Quoted passage section start
Mothers whose first child is a boy are then more likely to suffer recurrent miscarriages than those bearing a girl first, suggests a new study.
Baby boys are already known to be more taxing for mothers, requiring more energy during gestation and being heavier at birth than girls. But the researchers believe a fundamental immune response from the mother to foreign male antigens or proteins is to blame for the miscarriage link.
Ole Christiansen, a consultant registrar at the Rigshospitalet Fertility Clinic in Copenhagen, Denmark, and colleagues carried out an epidemiological analysis of 181 women with secondary recurrent miscarriage admitted to clinics between 1986 and 2000. Secondary recurrent miscarriage describes a scenario in which a woman has at least three failed pregnancies after giving birth a first time.
For women whose first baby was a girl, 73 per cent had given birth to another living child by January 2002. In contrast, only 54 per cent of women who had given birth to a son in their first pregnancy had a second baby.
The researchers also found that, among the women who did have second babies, those who had boys first suffered an average of 3.9 miscarriages before their second child arrived. Those who had a daughter first suffered an average of 3.5 miscarriages before the second child - a small but statistically significant difference.
Quoted passage section end
Recorded information section start
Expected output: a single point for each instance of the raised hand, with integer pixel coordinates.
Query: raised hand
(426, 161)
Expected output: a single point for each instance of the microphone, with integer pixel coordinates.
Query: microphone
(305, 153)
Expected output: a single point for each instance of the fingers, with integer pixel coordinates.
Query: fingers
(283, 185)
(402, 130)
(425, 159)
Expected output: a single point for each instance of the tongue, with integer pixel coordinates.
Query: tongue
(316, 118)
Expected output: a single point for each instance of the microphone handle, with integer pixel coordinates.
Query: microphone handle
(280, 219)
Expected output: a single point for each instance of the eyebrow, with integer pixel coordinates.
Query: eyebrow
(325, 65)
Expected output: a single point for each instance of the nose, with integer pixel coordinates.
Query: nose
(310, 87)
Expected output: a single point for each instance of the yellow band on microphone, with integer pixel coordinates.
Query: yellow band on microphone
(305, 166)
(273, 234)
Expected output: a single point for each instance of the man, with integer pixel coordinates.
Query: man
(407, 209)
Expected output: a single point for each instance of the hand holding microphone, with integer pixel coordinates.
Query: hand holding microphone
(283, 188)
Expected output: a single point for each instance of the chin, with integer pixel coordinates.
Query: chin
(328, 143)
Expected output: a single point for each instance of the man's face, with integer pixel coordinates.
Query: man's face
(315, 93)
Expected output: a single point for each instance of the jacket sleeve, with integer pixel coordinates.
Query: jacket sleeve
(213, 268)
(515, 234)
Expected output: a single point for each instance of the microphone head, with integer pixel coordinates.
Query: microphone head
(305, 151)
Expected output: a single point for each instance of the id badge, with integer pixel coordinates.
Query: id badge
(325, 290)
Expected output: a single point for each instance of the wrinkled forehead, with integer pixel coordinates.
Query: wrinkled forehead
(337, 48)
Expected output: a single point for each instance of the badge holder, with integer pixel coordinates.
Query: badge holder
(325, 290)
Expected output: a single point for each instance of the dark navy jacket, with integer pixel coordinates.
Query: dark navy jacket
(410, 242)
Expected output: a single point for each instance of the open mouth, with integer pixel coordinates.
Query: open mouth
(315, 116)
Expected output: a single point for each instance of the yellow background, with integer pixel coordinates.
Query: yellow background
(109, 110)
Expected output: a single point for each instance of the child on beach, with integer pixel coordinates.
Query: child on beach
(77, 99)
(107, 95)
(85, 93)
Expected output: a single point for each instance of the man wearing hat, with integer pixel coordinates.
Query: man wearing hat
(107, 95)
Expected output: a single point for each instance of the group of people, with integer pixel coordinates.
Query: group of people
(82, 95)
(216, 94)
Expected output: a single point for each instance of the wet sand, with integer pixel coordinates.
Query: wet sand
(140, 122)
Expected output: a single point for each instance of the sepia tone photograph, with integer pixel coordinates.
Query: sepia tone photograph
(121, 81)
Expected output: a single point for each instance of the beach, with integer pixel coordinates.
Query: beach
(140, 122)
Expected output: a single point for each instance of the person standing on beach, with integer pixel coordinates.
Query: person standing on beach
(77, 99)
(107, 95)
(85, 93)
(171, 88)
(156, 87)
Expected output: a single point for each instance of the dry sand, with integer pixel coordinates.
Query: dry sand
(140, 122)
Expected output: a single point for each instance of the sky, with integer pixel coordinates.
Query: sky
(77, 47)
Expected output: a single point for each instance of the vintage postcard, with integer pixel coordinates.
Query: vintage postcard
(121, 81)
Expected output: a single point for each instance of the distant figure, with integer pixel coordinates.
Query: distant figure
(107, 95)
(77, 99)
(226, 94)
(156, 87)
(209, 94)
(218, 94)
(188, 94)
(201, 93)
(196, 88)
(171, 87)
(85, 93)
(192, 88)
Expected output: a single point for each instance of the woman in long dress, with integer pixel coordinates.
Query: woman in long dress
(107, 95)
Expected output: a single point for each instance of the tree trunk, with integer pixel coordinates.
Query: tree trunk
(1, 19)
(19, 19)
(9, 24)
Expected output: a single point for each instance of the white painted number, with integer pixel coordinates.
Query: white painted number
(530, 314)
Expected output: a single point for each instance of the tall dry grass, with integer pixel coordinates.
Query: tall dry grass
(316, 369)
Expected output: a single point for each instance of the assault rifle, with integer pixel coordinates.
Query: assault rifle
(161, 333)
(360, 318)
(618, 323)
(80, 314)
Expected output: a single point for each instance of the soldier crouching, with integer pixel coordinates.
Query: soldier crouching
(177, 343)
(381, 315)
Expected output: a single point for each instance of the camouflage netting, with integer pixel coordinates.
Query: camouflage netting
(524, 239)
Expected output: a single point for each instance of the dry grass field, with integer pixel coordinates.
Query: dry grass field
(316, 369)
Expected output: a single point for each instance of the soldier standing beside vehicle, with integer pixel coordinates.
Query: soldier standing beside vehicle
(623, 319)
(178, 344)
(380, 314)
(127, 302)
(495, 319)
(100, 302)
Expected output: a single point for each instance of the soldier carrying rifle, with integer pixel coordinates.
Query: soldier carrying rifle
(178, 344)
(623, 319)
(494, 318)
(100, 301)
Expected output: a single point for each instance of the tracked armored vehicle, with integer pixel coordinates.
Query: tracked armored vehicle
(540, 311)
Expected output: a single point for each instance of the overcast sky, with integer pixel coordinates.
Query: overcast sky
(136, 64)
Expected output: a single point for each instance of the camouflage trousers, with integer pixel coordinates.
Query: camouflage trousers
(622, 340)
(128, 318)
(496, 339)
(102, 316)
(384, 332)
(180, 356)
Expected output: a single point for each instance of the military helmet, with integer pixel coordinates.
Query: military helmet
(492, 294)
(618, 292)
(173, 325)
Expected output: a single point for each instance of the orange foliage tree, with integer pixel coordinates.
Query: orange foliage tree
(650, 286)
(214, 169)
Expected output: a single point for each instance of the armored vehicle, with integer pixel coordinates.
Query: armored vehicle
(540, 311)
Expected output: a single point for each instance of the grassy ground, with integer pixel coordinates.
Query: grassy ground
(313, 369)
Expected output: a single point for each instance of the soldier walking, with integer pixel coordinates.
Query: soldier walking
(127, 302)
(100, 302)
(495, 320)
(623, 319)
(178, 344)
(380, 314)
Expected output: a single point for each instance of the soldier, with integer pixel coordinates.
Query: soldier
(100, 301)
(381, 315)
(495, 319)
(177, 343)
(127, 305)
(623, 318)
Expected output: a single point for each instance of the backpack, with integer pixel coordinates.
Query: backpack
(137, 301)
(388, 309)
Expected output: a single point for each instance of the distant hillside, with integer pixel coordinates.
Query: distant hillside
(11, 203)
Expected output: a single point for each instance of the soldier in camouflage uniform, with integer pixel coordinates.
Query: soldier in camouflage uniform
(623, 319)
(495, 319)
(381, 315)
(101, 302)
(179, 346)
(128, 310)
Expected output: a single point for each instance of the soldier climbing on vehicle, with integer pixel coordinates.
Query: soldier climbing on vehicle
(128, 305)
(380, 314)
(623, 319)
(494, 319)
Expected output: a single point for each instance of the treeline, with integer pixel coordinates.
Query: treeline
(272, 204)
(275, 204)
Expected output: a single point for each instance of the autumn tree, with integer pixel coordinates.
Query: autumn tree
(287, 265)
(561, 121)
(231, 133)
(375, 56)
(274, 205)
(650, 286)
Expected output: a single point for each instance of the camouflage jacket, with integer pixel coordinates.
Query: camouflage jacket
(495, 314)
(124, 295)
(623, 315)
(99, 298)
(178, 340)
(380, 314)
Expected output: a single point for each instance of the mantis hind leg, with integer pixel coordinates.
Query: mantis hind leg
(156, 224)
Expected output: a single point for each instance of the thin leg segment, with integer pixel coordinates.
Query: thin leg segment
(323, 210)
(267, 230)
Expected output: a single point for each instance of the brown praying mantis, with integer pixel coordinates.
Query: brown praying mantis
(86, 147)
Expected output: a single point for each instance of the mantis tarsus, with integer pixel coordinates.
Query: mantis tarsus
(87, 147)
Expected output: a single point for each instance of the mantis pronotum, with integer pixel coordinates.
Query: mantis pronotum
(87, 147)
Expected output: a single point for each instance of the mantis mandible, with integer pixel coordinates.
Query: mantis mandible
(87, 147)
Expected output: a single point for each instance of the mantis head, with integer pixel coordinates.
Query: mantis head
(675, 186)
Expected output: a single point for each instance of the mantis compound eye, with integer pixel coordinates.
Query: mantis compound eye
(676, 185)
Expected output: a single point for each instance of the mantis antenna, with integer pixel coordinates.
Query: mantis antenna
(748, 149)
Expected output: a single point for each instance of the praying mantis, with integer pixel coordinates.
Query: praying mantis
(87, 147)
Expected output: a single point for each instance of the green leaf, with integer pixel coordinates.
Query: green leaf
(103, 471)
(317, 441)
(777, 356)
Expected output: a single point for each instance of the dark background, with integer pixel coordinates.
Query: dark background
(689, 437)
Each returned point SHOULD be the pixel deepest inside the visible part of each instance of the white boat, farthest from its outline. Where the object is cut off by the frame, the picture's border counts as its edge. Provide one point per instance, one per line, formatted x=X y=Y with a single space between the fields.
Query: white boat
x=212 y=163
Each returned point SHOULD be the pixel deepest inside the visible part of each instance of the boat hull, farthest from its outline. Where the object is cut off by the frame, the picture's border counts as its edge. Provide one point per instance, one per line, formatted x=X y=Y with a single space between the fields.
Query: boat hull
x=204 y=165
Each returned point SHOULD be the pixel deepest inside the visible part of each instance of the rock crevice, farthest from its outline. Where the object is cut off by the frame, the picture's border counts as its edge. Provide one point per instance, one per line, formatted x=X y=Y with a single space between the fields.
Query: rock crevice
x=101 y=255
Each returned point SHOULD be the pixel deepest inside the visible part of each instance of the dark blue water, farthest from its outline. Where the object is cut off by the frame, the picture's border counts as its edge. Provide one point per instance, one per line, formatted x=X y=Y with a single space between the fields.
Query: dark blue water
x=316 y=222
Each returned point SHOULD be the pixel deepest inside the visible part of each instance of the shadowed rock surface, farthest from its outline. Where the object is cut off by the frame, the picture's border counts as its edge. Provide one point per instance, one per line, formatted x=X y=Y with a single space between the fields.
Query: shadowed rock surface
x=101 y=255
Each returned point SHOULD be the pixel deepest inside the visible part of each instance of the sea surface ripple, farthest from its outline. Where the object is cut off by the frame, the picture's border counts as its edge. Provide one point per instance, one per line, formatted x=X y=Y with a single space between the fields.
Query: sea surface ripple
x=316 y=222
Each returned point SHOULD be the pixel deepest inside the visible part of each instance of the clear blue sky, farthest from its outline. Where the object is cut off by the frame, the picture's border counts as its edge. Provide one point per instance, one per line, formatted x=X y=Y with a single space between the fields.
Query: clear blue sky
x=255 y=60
Recorded information section end
- _Task description_:
Continue the article on first-born sons and recurrent miscarriage, starting after its final sentence.

- _Exercise output_:
Immunological reaction
But in some cases, a second baby never arrives. "Among my patients, I have at least 50 who never have a second child after the birth of a boy, whereas approximately 20 patients did not experience another birth after having a girl," Christiansen told New Scientist.
He says some women may suffer a raised immunological reaction against tissue types expressed on the surface of the placenta in a pregnancy with a boy, as the placenta is created from the fetus.
"The mother's immune system may be reacting by forming antibodies, but also the mother's white blood cells may be reacting against the placenta," he says. If this is correct, the first pregnancy would sensitise the mother's immune system and cause it to react more strongly in subsequent pregnancies.
For similar reasons bone marrow transplants from a sister to a brother are known to be much riskier than from a brother to a brother, he says, and this risk is even greater if the sister has previously been pregnant.